- WORK TASK
Each record must be repeated exactly as it stands.

++++ RECORDS FOR THIS TASK ++++

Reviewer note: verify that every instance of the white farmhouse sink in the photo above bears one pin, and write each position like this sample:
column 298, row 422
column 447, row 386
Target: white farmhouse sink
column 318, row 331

++++

- RESULT
Reviewer note: verify that every instance of the white farmhouse sink in the photo above bears one pin, and write each position like this sample:
column 298, row 422
column 447, row 386
Target: white farmhouse sink
column 318, row 331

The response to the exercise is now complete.